EXCERPTED PASSAGE
--------------------------------------------------

Given the tremendous load on GPT 3.5 / 4 the community sees quite a few timeouts.
I am building a tool to integrate and wanted to know what are reasonable SLA assumptions my program can makes:
Time to timeout → How long should I wait for a streaming response to come up with first char prior to timing out the request
Number concurrent reqs → When generating a large summary I tend to need to chunk, how many concurrent reqs should I allow for?
Cooldown → What is the correct strategy for cooldown? If the API returns a too busy, should I way 1 second? 5 seconds? etc?
Ideally some guidance like this would help?
- Wait up to 5 seconds for first char
- Feel free to run 4 concurrent from 1 IP
- Cooldown of 5 seconds is fine
Is this documented somewhere? Should the API self document and notify on concurrency constraints (via rate limits) or cooldown in HTTP error code?
Added bonus… if I tear down a connection prior to getting a response, do I still pay? If so how much?
Have you checked the docs for Rate Limits?
Cooldown: Exponential backoff. There are three examples in the docs on how to do this. But in general, try 5 seconds later, then 30 seconds, then 2 minutes, etc.
Concurrency: I haven’t had issues from multiple calls at the same time from the same IP (I usually call 3 at the same time from same IP). I would just try to stay within you TPM (tokens per minute) and RPM (requests per minute), per model, as these quotas are enforced against your Org/Key.

--------------------------------------------------

PROBLEM SET
A. Answer from the forum thread on API timeouts and rate limits:
(i) In the guidance the first post proposes, how many concurrent requests from one IP would be allowed?
(ii) What cooldown strategy does the reply recommend?
(iii) How many calls at once from the same IP does the person replying usually make?
B. Continue the forum thread on API timeouts and rate limits from where it stops.
The records after this point have no role in this.

--------------------------------------------------

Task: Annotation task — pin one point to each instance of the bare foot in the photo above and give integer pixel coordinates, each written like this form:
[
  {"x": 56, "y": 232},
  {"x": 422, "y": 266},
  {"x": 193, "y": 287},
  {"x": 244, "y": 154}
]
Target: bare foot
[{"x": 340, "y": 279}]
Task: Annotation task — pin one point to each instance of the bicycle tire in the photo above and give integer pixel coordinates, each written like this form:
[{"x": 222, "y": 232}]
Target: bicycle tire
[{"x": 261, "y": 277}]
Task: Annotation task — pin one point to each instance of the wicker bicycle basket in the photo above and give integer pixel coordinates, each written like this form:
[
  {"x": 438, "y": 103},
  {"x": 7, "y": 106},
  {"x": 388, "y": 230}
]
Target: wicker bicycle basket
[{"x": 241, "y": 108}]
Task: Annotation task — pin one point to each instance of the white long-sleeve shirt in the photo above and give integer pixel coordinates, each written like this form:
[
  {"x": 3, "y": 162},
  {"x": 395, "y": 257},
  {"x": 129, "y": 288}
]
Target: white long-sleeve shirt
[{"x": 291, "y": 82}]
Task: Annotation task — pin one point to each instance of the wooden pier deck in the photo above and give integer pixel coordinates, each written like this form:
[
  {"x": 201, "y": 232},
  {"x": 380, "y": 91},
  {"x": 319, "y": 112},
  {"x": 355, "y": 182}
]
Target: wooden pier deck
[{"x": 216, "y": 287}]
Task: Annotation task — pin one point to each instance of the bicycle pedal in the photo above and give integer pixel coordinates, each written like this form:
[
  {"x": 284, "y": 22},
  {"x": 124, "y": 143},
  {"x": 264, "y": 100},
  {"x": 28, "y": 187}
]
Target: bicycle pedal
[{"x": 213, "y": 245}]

--------------------------------------------------

ANSWERS IN ORDER
A.
(i) 4
(ii) Exponential backoff
(iii) 3

B.
As for streaming: My understanding is that the latency is very much regional. So no one-size-fits-all answer here. But you could measure it, and use this as your guideline. For example, suppose these errors occur less than 5% of the time. Then gather the set of first token delays from streaming. Take the 95th percentile of this data, and for margin, multiply by something like 1.2. Then if anything exceeds this number, consider it a failed API call.
Another thing you should consider is model redundancy. I sometimes make 2 redundant model calls. For example, send your request to GPT-4-8k and GPT-4-32k at the same time. So no retries here, just model redundancy and most of the time one will work.
You can also have model fallback. So if there are issues, downgrade to DaVinci or GPT-3.5-Turbo (or both at the same time for redundancy).
It costs more to do it this way, but there is no latency in waiting for something to fail and then retry when only doing model redundancy.